---- Record extracts
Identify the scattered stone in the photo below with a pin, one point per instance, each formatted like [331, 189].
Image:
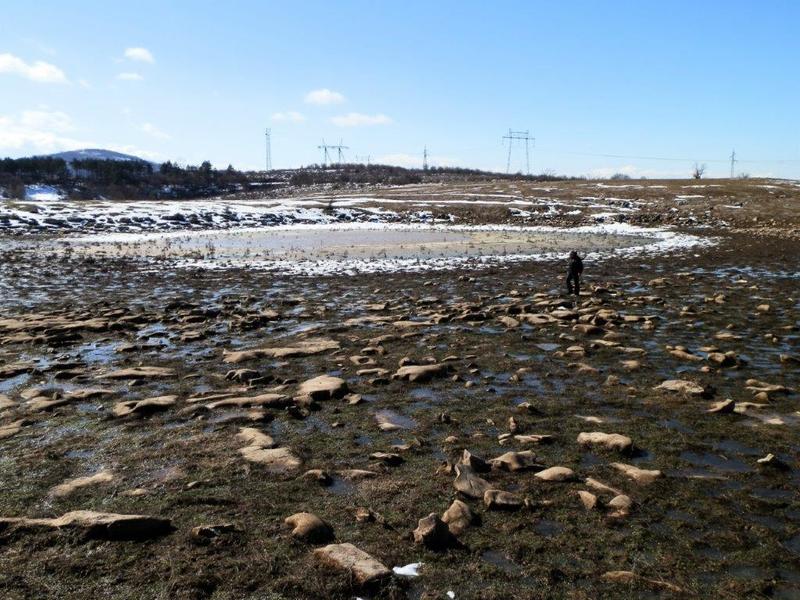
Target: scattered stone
[611, 441]
[346, 557]
[97, 524]
[500, 500]
[278, 460]
[309, 528]
[468, 483]
[433, 533]
[588, 499]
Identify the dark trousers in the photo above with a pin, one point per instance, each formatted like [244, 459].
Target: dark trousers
[574, 282]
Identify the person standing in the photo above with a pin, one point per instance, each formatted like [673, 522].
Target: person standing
[574, 273]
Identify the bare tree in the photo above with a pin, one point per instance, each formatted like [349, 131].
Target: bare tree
[698, 171]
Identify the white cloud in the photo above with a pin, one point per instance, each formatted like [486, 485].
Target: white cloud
[129, 77]
[139, 54]
[358, 119]
[155, 132]
[414, 161]
[324, 96]
[291, 115]
[38, 71]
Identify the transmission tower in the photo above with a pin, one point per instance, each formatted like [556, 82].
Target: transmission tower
[269, 151]
[519, 135]
[339, 149]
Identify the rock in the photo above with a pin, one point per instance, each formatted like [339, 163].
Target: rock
[346, 557]
[309, 528]
[588, 499]
[599, 486]
[12, 428]
[611, 441]
[433, 533]
[556, 474]
[514, 461]
[421, 373]
[500, 500]
[208, 532]
[324, 387]
[722, 407]
[468, 483]
[773, 462]
[640, 476]
[300, 348]
[682, 386]
[253, 437]
[277, 460]
[68, 487]
[139, 373]
[96, 524]
[145, 407]
[458, 517]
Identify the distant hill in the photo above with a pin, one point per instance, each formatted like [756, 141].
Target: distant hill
[96, 154]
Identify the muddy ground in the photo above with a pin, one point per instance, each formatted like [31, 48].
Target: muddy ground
[517, 366]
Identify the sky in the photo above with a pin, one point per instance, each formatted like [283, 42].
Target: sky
[643, 87]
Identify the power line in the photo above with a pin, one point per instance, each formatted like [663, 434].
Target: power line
[269, 150]
[519, 135]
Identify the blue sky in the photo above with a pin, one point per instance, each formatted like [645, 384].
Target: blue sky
[599, 84]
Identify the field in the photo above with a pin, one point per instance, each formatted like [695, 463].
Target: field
[217, 398]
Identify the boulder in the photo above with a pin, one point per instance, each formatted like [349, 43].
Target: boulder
[346, 557]
[458, 517]
[323, 387]
[556, 474]
[145, 407]
[309, 528]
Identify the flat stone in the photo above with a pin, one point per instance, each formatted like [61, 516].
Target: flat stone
[97, 524]
[500, 500]
[139, 373]
[346, 557]
[324, 387]
[143, 407]
[71, 486]
[556, 474]
[301, 348]
[611, 441]
[640, 476]
[421, 373]
[458, 517]
[309, 528]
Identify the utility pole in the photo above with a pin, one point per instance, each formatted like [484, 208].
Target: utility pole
[269, 151]
[519, 135]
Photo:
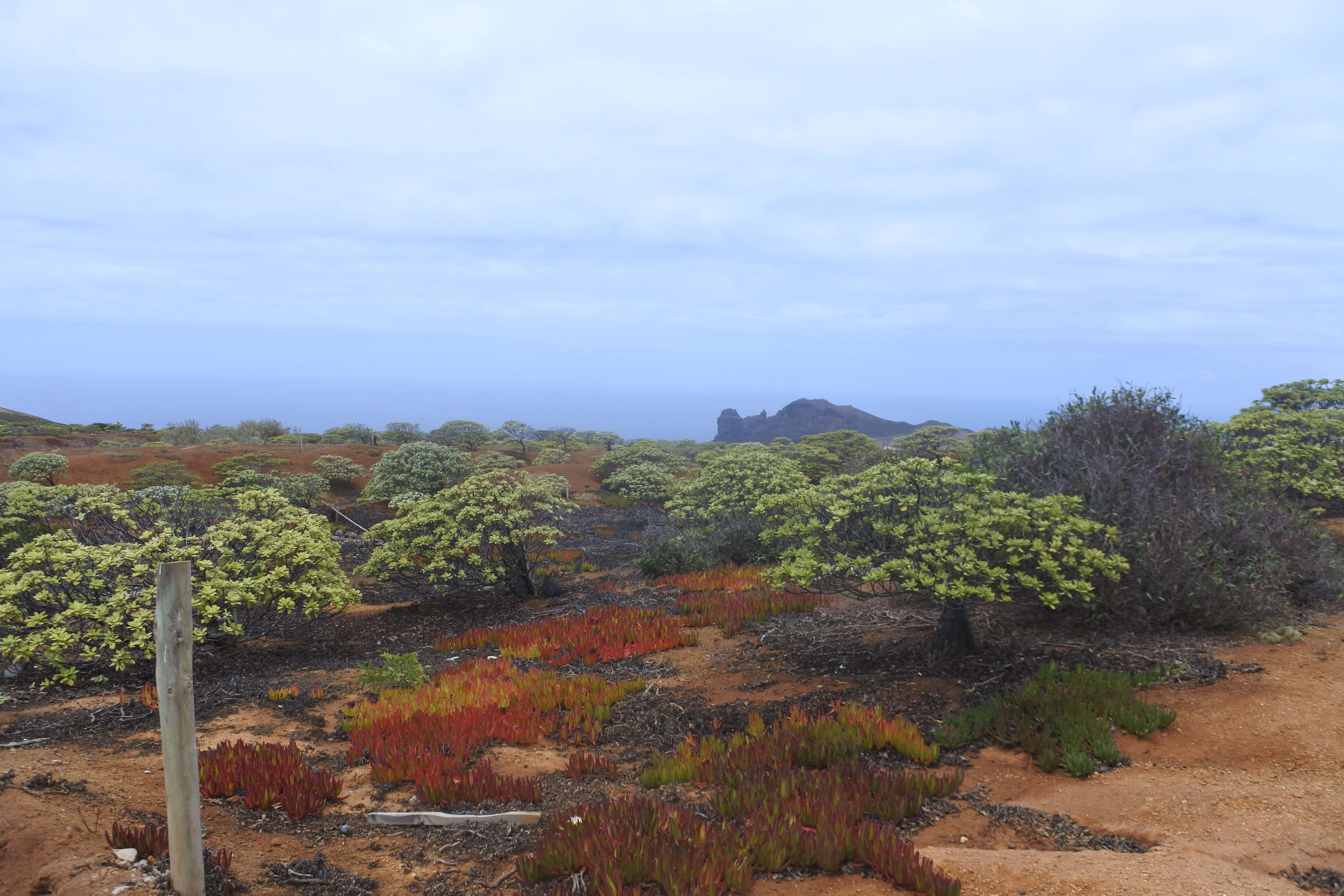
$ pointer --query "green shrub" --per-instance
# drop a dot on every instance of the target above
(467, 436)
(837, 452)
(733, 483)
(488, 530)
(350, 433)
(251, 463)
(185, 433)
(646, 483)
(497, 461)
(402, 433)
(935, 528)
(640, 452)
(931, 442)
(1207, 546)
(1062, 711)
(398, 671)
(417, 467)
(161, 473)
(81, 597)
(552, 456)
(1292, 440)
(46, 467)
(338, 469)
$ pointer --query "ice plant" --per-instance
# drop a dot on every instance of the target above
(638, 840)
(1062, 718)
(793, 741)
(588, 763)
(147, 840)
(603, 635)
(269, 774)
(443, 722)
(437, 784)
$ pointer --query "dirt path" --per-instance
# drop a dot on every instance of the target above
(1248, 781)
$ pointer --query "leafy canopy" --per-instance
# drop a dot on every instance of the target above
(338, 469)
(488, 530)
(417, 467)
(161, 473)
(838, 452)
(939, 530)
(734, 480)
(643, 482)
(83, 597)
(40, 468)
(639, 452)
(1292, 440)
(515, 432)
(463, 434)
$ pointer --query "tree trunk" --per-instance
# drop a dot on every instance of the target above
(953, 637)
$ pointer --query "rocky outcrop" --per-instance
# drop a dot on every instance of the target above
(807, 417)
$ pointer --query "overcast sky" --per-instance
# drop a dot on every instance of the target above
(632, 216)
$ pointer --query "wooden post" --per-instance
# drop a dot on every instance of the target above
(178, 727)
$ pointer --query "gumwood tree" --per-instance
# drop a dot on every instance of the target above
(402, 433)
(81, 596)
(937, 530)
(734, 480)
(638, 453)
(837, 452)
(1292, 439)
(338, 469)
(931, 442)
(518, 432)
(646, 483)
(466, 434)
(488, 530)
(162, 473)
(417, 467)
(43, 467)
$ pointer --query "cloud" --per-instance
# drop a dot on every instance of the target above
(842, 176)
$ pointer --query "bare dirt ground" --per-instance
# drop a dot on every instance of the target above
(1245, 784)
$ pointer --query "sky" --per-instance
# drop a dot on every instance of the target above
(632, 216)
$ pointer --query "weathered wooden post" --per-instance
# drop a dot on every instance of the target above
(178, 727)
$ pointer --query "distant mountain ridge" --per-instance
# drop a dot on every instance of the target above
(18, 417)
(808, 417)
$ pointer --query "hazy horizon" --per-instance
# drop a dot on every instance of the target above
(634, 218)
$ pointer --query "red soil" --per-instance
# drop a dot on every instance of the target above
(1248, 781)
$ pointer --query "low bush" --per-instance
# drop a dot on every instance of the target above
(81, 596)
(644, 483)
(161, 473)
(601, 635)
(492, 528)
(269, 774)
(1062, 718)
(398, 671)
(338, 471)
(46, 467)
(417, 467)
(640, 452)
(1206, 545)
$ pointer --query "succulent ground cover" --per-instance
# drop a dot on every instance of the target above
(1064, 718)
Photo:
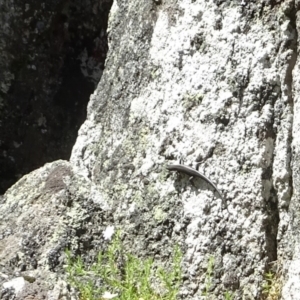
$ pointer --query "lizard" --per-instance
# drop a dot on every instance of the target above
(193, 172)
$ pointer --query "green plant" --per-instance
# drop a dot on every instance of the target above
(228, 295)
(124, 275)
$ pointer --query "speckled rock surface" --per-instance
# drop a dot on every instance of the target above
(212, 82)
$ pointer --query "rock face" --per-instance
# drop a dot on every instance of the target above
(212, 82)
(52, 56)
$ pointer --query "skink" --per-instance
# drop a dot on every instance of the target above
(192, 172)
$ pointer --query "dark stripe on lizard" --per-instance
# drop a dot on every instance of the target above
(192, 172)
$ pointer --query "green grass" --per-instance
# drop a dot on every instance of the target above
(208, 275)
(124, 275)
(272, 286)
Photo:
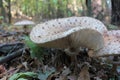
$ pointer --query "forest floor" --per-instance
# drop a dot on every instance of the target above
(52, 64)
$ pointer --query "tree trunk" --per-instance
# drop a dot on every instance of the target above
(115, 17)
(2, 10)
(9, 13)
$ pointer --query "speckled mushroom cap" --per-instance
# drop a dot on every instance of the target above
(56, 33)
(112, 44)
(24, 22)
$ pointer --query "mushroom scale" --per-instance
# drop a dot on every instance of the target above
(56, 33)
(112, 44)
(24, 22)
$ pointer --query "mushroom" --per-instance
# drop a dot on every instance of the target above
(112, 44)
(24, 23)
(70, 33)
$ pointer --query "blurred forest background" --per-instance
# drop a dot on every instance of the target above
(107, 11)
(14, 40)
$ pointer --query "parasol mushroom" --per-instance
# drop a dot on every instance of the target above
(112, 44)
(24, 23)
(70, 33)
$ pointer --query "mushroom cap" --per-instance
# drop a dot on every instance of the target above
(87, 38)
(24, 22)
(112, 44)
(56, 33)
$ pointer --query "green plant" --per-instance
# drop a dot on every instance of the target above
(24, 76)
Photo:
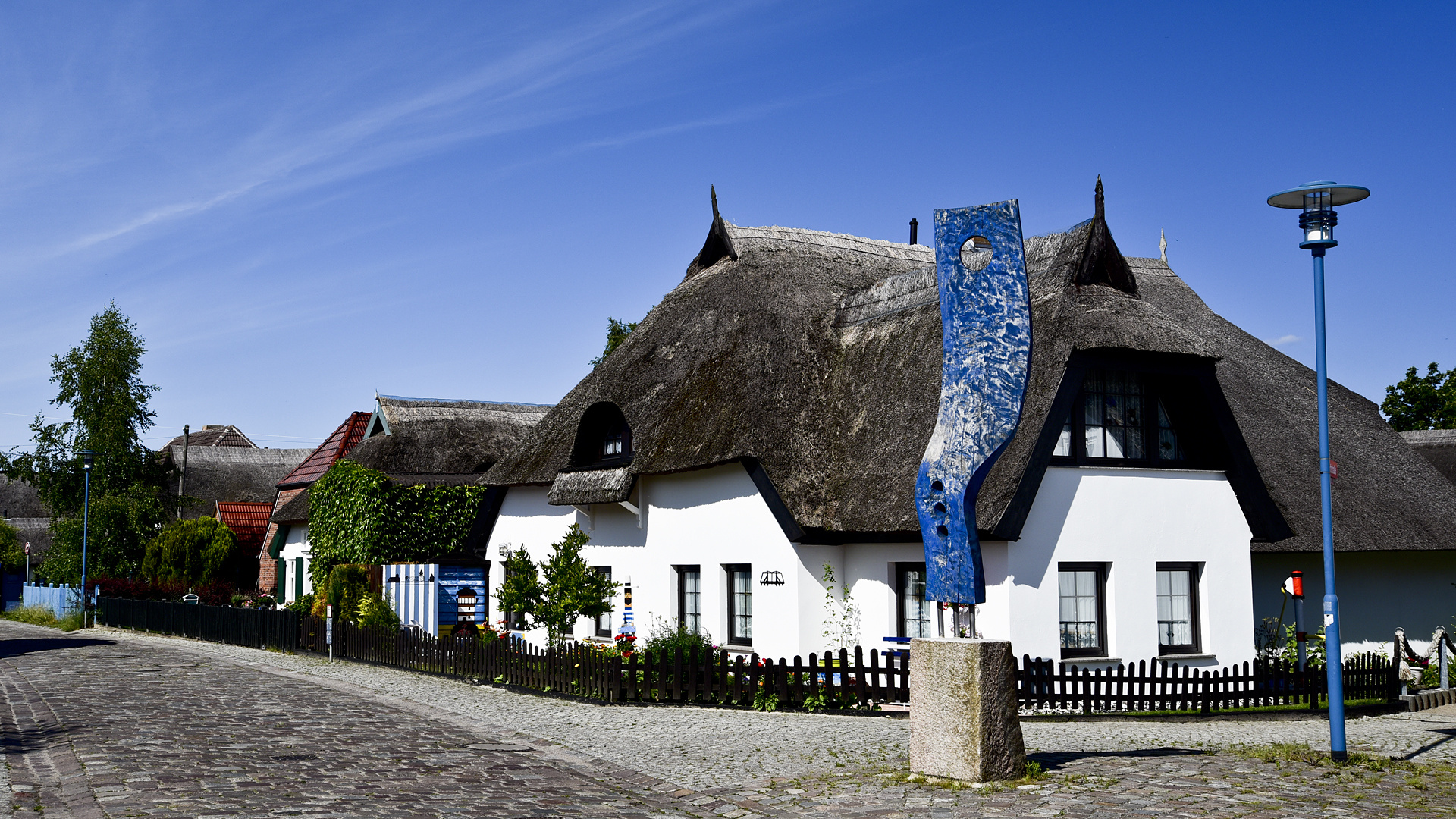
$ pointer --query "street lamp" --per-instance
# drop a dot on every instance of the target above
(1318, 202)
(88, 460)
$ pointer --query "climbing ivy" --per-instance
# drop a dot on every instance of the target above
(359, 515)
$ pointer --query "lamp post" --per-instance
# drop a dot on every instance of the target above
(1318, 202)
(88, 461)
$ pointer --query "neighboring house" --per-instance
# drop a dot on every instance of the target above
(22, 509)
(441, 442)
(416, 442)
(769, 416)
(283, 561)
(218, 464)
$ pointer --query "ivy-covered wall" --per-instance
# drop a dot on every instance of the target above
(357, 515)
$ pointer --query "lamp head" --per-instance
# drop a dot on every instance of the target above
(1318, 202)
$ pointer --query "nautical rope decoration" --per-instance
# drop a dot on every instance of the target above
(986, 334)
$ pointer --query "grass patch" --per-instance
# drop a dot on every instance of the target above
(1288, 752)
(42, 615)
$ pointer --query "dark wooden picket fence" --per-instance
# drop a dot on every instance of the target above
(256, 629)
(1161, 686)
(842, 679)
(826, 681)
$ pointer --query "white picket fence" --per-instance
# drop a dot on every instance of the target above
(60, 599)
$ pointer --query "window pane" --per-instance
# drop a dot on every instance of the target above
(916, 608)
(1079, 608)
(743, 605)
(1175, 607)
(692, 599)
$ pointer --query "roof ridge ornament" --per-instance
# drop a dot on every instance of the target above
(717, 245)
(1101, 261)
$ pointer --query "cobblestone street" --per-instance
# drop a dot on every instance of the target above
(111, 723)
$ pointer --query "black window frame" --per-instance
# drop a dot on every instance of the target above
(1100, 651)
(596, 624)
(682, 595)
(902, 577)
(1194, 604)
(734, 639)
(1178, 392)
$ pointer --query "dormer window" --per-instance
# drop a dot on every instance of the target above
(1128, 417)
(603, 438)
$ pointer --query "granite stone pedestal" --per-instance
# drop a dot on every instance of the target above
(963, 710)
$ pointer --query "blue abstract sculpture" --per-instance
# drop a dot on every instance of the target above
(986, 334)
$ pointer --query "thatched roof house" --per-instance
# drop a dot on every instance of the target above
(441, 441)
(816, 360)
(1438, 447)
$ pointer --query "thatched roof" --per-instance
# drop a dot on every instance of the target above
(19, 499)
(36, 531)
(431, 441)
(816, 359)
(232, 474)
(334, 447)
(1438, 447)
(215, 435)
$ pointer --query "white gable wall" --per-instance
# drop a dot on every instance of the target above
(1131, 519)
(1126, 518)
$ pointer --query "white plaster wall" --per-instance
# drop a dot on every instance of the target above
(704, 518)
(296, 545)
(1131, 519)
--------
▶ [Instructions for the task]: Rewrite the listing from the line that has "Identify the flat" through the line that has "(1245, 784)", both lines included, and leave out the pictures. Multiply each answer coordinate by 2.05 and round to a whole number, with halves going up. Keep every other number, including the sample formats, unchanged.

▶ [Solution to the problem]:
Identify the flat stone in the photo above with a pin, one point per instance, each formatted like [61, 516].
Target: flat stone
[199, 1074]
[1025, 1025]
[285, 765]
[709, 1142]
[664, 793]
[293, 834]
[146, 996]
[1140, 972]
[617, 713]
[1253, 904]
[1312, 976]
[863, 765]
[939, 1060]
[633, 1082]
Identify the utility pole in the photo above with a pin, one point per instance, each formatted like [484, 208].
Target: utility pole
[551, 310]
[1064, 277]
Photo:
$ pointer --query "green shrub" --per-instance
# drop a dot on every instance of the target above
(957, 894)
(1716, 927)
(1503, 990)
(1000, 1087)
(718, 888)
(515, 949)
(379, 888)
(1324, 990)
(1019, 945)
(824, 888)
(1917, 1082)
(1312, 927)
(1909, 906)
(2474, 1119)
(2177, 1458)
(816, 1376)
(855, 957)
(330, 970)
(166, 1224)
(1132, 935)
(2649, 902)
(94, 957)
(693, 961)
$ pointer --query "ice plant" --per-instance
# drop a dot on every instance of the target above
(1308, 1722)
(2177, 1472)
(1626, 1519)
(1205, 1564)
(301, 1722)
(1236, 1302)
(551, 1587)
(908, 1480)
(896, 1607)
$ pointer --query "dirt path" --per-instance
# drop a dot on every instance of the target above
(2558, 1601)
$ pointer --query "leafy canopy" --per-instance
# drop a dot on every instance of the target above
(693, 961)
(1000, 1087)
(855, 957)
(330, 970)
(1718, 927)
(1925, 1087)
(1505, 984)
(1318, 988)
(170, 1224)
(82, 959)
(1310, 927)
(2649, 902)
(1056, 886)
(949, 890)
$ pointer --query "tree trunk" --per-instance
# drop a dot on every instance of the target above
(1954, 1306)
$ pointer --query "rocky outcrop" --per-instance
# drop a dot on every instance of the target above
(1654, 855)
$ pointer --query "overcast sky" --per-instance
# drop a dot on every instance of the target above
(1296, 443)
$ pointer --query "wooden post" --per-instance
# drop a dot on every instance of the target above
(365, 1490)
$ pointer --query "gumwood tree" --per-instance
# drop a dot on every instance of the target above
(824, 888)
(166, 1222)
(1921, 1087)
(1505, 984)
(1308, 929)
(1716, 927)
(2649, 900)
(693, 961)
(1909, 906)
(1062, 886)
(1324, 990)
(955, 890)
(1000, 1087)
(332, 970)
(855, 957)
(88, 957)
$ pointer --query "cloud" --per-instance
# drop a dot on every instance of the target above
(1726, 361)
$ pointer --query "bare dirt ground" --per-instance
# drop a dot on every instance of the target above
(2552, 1607)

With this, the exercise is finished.